───── EXTRAIT À LIRE ─────
Les militants de l’opposition togolaise ont de tout temps fait leur introspection ; ils se sont maintes fois remis en question. Mais il apparait que ce processus n’a pas encore donné de fruits parce que nous nous sommes toujours posé une question qui ne nous avance pas, plutôt que celle qui nous permettrait de progresser. En l’occurrence nous nous sommes toujours demandé « qui est le fautif » après chaque échec, alors que la question devrait plutôt être « qu’est-ce qui n’a pas marché (et donc mérite d’être changé)? ».

Tout le monde s’engage dans la lutte pour le changement politique avec les bonnes intentions. Si nous continuons par poser la question en termes de « qui » est à l’origine de l’échec, c’est que nous cherchons quelqu’un ou des gens à indexer, nous sommes à la recherche de boucs émissaires ; et même si on les identifiait (ce qui n’est jamais certain) on ne dispose d’aucune sanction susceptible d’aider la cause commune. Le « qui » est personnalisé et met les gens sur la défensive, et ce n’est pas sûr qu’une fois indexées ces personnes changeront. Le « qui » est un homme de chair et de sang; s’il est critiqué il se sentira humilié, se défendra et voudrait démontrer qu’il a raison au lieu de chercher à s’améliorer ; le « qui » est plus émotionnel que rationnel.
───── ENTRÉES PRÉSENTÉES ─────
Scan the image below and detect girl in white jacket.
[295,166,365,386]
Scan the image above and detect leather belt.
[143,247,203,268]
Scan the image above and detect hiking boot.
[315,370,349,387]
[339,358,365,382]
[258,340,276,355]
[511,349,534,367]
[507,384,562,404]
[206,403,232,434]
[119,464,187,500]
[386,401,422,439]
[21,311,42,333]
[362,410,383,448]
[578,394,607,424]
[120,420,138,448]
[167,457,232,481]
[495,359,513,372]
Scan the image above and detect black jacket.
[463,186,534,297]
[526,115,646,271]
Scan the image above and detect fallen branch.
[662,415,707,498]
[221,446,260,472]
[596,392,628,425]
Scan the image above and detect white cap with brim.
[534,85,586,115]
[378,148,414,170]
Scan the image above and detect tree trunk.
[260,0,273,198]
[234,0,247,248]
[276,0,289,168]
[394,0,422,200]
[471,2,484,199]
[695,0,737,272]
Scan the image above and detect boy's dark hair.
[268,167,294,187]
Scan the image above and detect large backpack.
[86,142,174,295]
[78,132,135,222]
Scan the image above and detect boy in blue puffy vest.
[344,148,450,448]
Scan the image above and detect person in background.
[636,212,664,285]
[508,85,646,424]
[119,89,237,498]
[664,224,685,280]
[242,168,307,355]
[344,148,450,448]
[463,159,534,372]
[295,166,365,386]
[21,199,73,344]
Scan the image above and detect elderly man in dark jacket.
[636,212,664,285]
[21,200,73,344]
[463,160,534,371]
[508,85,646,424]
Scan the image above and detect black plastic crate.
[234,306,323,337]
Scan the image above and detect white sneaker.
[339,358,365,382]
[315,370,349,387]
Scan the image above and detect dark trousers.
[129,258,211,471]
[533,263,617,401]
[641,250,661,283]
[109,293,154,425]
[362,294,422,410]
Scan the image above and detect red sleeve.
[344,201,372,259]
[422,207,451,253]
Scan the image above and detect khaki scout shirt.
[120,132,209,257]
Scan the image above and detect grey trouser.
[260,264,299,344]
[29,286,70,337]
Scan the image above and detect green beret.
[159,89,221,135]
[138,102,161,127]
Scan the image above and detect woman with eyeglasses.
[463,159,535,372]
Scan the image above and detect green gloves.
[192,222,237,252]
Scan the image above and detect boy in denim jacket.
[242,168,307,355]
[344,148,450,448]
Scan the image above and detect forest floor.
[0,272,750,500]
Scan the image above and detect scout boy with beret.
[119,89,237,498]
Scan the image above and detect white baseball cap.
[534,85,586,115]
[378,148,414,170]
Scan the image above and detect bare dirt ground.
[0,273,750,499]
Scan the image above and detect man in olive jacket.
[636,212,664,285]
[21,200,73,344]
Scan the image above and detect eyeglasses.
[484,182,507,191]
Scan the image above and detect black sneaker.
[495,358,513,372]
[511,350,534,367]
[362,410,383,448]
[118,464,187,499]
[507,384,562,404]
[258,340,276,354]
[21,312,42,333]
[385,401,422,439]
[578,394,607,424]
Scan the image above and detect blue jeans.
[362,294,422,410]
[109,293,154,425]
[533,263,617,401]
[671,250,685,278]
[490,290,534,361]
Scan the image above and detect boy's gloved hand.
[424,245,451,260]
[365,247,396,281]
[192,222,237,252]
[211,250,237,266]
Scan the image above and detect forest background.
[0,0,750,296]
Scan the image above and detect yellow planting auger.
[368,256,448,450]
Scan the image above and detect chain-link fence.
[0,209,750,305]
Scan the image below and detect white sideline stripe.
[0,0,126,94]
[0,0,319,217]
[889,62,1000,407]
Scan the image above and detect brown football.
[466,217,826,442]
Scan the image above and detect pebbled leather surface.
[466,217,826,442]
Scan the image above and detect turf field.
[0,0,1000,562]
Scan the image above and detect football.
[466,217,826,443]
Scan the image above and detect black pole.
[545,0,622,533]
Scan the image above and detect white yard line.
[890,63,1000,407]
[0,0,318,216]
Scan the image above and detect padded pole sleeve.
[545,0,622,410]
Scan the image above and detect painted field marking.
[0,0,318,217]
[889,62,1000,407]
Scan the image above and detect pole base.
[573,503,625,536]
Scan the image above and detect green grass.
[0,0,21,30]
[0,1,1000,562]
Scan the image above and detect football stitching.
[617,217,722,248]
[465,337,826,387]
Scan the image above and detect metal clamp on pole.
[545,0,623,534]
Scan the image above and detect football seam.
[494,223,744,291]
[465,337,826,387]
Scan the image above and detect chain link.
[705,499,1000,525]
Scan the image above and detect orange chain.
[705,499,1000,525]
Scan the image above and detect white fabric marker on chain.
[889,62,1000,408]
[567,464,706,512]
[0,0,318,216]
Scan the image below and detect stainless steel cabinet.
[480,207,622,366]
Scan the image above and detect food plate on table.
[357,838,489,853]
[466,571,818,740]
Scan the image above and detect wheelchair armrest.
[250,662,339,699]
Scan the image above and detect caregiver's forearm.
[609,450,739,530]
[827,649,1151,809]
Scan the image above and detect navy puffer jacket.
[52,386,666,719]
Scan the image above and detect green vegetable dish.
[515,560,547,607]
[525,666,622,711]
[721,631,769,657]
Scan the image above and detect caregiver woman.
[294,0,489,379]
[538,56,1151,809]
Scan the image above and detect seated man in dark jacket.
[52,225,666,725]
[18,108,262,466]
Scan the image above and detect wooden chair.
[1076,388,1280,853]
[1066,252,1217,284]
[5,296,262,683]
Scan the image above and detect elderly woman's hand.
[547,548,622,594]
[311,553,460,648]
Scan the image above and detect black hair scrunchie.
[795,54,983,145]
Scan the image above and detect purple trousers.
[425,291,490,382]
─────
**CONSIGNE**: Restituez sans aucune modification le passage de l'extrait sur l'opposition togolaise qui va de « Tout le monde » jusqu'à « émotionnel que rationnel. » inclus.

**RÉPONSE ATTENDUE**:
Tout le monde s’engage dans la lutte pour le changement politique avec les bonnes intentions. Si nous continuons par poser la question en termes de « qui » est à l’origine de l’échec, c’est que nous cherchons quelqu’un ou des gens à indexer, nous sommes à la recherche de boucs émissaires ; et même si on les identifiait (ce qui n’est jamais certain) on ne dispose d’aucune sanction susceptible d’aider la cause commune. Le « qui » est personnalisé et met les gens sur la défensive, et ce n’est pas sûr qu’une fois indexées ces personnes changeront. Le « qui » est un homme de chair et de sang; s’il est critiqué il se sentira humilié, se défendra et voudrait démontrer qu’il a raison au lieu de chercher à s’améliorer ; le « qui » est plus émotionnel que rationnel.